→ Data supplied:
>>>>>
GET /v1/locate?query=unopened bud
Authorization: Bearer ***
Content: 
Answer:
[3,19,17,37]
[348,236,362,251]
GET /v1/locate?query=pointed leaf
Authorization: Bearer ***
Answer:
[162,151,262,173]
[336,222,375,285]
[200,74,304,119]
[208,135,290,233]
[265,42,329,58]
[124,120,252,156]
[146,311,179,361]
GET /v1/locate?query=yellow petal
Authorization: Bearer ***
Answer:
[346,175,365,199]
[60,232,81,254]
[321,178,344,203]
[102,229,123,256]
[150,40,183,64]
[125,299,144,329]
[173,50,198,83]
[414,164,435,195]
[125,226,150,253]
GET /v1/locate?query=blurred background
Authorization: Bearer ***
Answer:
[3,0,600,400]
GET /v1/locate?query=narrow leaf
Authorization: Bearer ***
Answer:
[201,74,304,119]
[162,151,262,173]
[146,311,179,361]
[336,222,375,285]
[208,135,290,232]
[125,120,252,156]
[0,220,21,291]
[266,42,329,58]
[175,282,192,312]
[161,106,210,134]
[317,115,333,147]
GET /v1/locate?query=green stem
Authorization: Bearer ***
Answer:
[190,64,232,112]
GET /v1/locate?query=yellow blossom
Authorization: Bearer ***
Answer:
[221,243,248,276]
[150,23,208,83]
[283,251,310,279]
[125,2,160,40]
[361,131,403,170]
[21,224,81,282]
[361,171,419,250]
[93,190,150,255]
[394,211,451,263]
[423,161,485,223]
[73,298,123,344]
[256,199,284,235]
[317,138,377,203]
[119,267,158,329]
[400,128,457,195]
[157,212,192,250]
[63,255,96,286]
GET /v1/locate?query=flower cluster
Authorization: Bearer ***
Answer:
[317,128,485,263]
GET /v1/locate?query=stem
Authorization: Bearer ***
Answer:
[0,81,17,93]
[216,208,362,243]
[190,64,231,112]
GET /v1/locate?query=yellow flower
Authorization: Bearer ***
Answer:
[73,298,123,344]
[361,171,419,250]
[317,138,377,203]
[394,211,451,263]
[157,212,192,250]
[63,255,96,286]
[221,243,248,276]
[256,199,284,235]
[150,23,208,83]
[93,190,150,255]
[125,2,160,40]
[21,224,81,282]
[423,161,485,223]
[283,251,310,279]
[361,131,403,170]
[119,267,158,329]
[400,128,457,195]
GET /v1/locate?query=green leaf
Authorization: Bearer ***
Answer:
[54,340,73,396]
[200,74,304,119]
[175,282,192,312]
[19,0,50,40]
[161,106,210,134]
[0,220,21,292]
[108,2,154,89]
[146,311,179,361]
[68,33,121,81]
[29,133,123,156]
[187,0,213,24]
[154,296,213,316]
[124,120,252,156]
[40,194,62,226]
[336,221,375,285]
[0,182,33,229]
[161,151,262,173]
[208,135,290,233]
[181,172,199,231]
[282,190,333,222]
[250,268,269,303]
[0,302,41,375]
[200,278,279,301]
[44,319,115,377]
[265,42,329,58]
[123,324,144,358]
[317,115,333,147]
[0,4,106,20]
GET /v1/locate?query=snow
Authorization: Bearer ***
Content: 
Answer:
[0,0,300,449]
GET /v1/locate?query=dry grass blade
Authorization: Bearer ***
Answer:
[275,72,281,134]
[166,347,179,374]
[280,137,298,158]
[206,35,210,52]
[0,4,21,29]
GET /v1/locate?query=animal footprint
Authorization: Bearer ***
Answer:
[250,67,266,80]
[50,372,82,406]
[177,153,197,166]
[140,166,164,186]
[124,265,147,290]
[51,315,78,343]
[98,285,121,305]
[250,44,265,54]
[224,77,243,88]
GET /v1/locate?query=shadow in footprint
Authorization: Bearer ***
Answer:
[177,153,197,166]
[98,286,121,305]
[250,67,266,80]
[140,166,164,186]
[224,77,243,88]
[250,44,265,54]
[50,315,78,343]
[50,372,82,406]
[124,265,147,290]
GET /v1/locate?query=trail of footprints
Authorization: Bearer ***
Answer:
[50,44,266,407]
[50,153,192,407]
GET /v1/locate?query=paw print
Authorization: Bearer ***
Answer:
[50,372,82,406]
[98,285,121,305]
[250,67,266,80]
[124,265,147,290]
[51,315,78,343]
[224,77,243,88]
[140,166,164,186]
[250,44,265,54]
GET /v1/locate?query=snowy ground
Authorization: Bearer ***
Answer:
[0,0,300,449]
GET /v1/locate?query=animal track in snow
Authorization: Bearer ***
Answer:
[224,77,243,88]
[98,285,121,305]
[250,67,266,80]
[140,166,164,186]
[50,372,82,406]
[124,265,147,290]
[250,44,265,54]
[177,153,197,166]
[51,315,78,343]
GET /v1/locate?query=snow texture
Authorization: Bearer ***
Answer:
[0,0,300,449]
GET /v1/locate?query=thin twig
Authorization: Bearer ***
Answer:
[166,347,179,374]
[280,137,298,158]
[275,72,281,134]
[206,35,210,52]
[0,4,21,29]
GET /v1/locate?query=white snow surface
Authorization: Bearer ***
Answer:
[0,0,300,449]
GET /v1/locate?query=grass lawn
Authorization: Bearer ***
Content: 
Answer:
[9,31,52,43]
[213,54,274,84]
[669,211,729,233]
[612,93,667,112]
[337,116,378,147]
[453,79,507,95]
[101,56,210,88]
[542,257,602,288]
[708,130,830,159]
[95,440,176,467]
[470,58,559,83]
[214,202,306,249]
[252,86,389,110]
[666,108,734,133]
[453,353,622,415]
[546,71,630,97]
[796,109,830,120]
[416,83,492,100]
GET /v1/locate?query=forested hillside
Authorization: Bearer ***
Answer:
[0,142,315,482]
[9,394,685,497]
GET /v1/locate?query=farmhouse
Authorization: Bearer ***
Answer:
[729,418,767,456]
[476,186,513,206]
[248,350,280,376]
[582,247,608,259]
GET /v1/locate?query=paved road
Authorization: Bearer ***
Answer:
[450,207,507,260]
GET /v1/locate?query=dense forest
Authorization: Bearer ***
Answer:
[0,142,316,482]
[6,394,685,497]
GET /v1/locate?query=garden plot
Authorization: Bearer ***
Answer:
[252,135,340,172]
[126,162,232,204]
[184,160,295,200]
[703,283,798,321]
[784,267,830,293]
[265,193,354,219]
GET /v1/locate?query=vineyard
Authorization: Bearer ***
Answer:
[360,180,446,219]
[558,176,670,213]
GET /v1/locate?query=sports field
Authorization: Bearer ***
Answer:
<<<<<
→ What you need to do: Reproduce each of the records above line for line, with nothing changed.

→ Expected answer:
GET /v1/locate?query=unopened bud
Authorization: Bearer ***
Content: 
Answer:
[3,19,17,37]
[348,236,362,251]
GET /v1/locate?query=pointed leaf
Authorization: Bearer ***
Answer:
[162,151,262,173]
[336,222,375,285]
[200,74,304,119]
[208,135,290,233]
[265,42,329,58]
[124,120,252,156]
[146,311,179,361]
GET /v1/locate?query=yellow petal
Authorization: Bearer ***
Answer:
[346,175,365,199]
[60,232,81,254]
[321,178,344,203]
[102,229,123,256]
[150,40,183,64]
[125,299,144,329]
[173,50,198,83]
[414,164,435,195]
[125,226,150,253]
GET /v1/locate?query=blurred background
Authorization: Bearer ***
Answer:
[3,0,600,400]
GET /v1/locate?query=narrow leaf
Authorization: Bearer ***
Answer:
[201,74,304,119]
[162,151,262,173]
[146,311,179,361]
[336,222,375,285]
[208,135,290,232]
[125,120,252,156]
[0,220,21,291]
[266,42,329,58]
[175,282,192,312]
[161,106,210,134]
[317,115,333,147]
GET /v1/locate?query=green stem
Authorization: Bearer ***
Answer:
[190,64,232,112]
GET /v1/locate?query=yellow blossom
Authorization: Bearer ***
Answer:
[221,243,248,276]
[150,23,208,83]
[283,251,310,279]
[125,2,160,40]
[361,131,403,170]
[21,224,81,282]
[361,171,419,250]
[93,190,150,255]
[394,211,451,263]
[423,161,485,223]
[73,298,123,344]
[256,199,284,235]
[317,138,377,203]
[119,267,158,329]
[400,128,457,195]
[157,212,192,250]
[63,255,96,286]
GET /v1/locate?query=flower cluster
Authorization: Bearer ***
Answer:
[317,128,485,263]
GET /v1/locate?query=stem
Authorization: Bearer ***
Answer:
[0,81,17,93]
[216,208,362,243]
[190,64,231,112]
GET /v1/locate?query=yellow flower
Authorization: Bearer ***
Answer:
[73,298,123,344]
[361,171,419,250]
[317,138,377,203]
[394,211,451,263]
[157,212,192,250]
[63,255,96,286]
[221,243,248,276]
[256,199,284,235]
[150,23,208,83]
[93,190,150,255]
[125,2,160,40]
[21,224,81,282]
[423,161,485,223]
[283,251,310,279]
[361,131,403,170]
[119,267,158,329]
[400,128,457,195]
GET /v1/locate?query=green leaf
Authorization: Bearer ***
Answer:
[54,340,73,396]
[200,74,304,119]
[175,282,192,312]
[19,0,50,40]
[161,106,210,134]
[0,220,21,292]
[108,2,154,89]
[146,311,179,361]
[68,33,121,81]
[29,133,123,156]
[187,0,213,24]
[154,296,213,316]
[124,120,252,156]
[40,194,62,226]
[336,221,375,285]
[0,182,33,229]
[161,151,262,173]
[208,135,290,233]
[181,172,199,231]
[282,190,333,222]
[250,268,269,303]
[0,302,41,375]
[200,278,279,301]
[44,319,115,377]
[265,42,329,58]
[123,324,144,358]
[317,115,333,147]
[0,4,106,20]
GET /v1/locate?query=snow
Authorization: Bearer ***
Content: 
Answer:
[0,0,300,449]
GET /v1/locate?query=dry grass blade
Authorization: Bearer ***
Answer:
[275,72,281,134]
[166,347,179,374]
[280,137,298,158]
[206,35,210,52]
[0,4,21,29]
GET /v1/locate?query=animal footprint
Authorization: Bearer ***
Answer:
[250,67,266,80]
[50,372,82,406]
[177,153,197,166]
[140,166,164,186]
[124,265,147,290]
[51,315,78,343]
[98,285,121,305]
[250,44,265,54]
[224,77,243,88]
GET /v1/locate?query=shadow in footprint
Authorization: Bearer ***
Answer:
[177,153,197,166]
[98,286,121,305]
[250,67,266,80]
[140,166,164,186]
[224,77,243,88]
[250,44,265,54]
[50,315,78,343]
[50,372,82,406]
[124,265,147,290]
GET /v1/locate?query=trail of footprints
Authorization: Bearer ***
Answer:
[50,44,266,407]
[50,153,192,407]
GET /v1/locate?query=paw print
Authorization: Bearer ***
Answer:
[50,372,82,406]
[98,285,121,305]
[250,67,266,80]
[124,265,147,290]
[51,315,78,343]
[224,77,243,88]
[140,166,164,186]
[250,44,265,54]
GET /v1/locate?query=snowy ground
Authorization: Bearer ***
Answer:
[0,0,300,449]
GET /v1/locate?query=animal track in snow
Authorization: Bearer ***
Answer:
[224,77,243,88]
[98,285,121,305]
[250,67,266,80]
[140,166,164,186]
[50,372,82,406]
[124,265,147,290]
[250,44,265,54]
[177,153,197,166]
[51,315,78,343]
GET /v1/locate?query=snow texture
Authorization: Bearer ***
Answer:
[0,0,300,449]
GET /v1/locate?query=thin twig
Authorization: Bearer ***
Answer:
[166,347,179,374]
[280,137,298,158]
[275,72,281,134]
[206,35,210,52]
[0,4,21,29]
GET /v1/locate?query=white snow surface
Authorization: Bearer ***
Answer:
[0,0,300,449]
GET /v1/locate?query=grass lawn
Authorization: Bearer ***
Content: 
Answer:
[9,31,52,43]
[213,54,274,84]
[669,211,729,233]
[612,93,667,112]
[337,116,378,147]
[453,79,507,95]
[101,56,210,88]
[542,257,602,288]
[708,130,830,159]
[95,440,176,467]
[470,58,559,83]
[214,202,306,249]
[252,86,389,110]
[666,108,734,133]
[453,353,622,415]
[546,71,630,97]
[796,109,830,120]
[416,83,492,100]
GET /v1/locate?query=forested hillside
Authorization: Bearer ***
Answer:
[0,142,315,482]
[9,394,685,497]
GET /v1/locate?query=farmhouse
Authorization: Bearer ***
Answer:
[729,418,767,456]
[476,186,513,206]
[248,350,280,376]
[582,247,608,259]
GET /v1/locate?query=paved road
Authorization: Bearer ***
Answer:
[450,207,507,260]
GET /v1/locate?query=dense forest
Authorization: Bearer ***
Answer:
[0,142,316,482]
[6,394,685,497]
GET /v1/locate?query=garden plot
Authorization: Bearer ***
Answer:
[252,135,340,172]
[126,162,232,204]
[184,160,295,200]
[703,283,798,321]
[784,267,830,293]
[265,193,354,219]
GET /v1/locate?query=vineyard
Authorization: Bearer ***
Answer:
[360,180,446,219]
[558,176,670,213]
GET /v1/locate?query=sports field
Authorization: Bearer ***
Answer:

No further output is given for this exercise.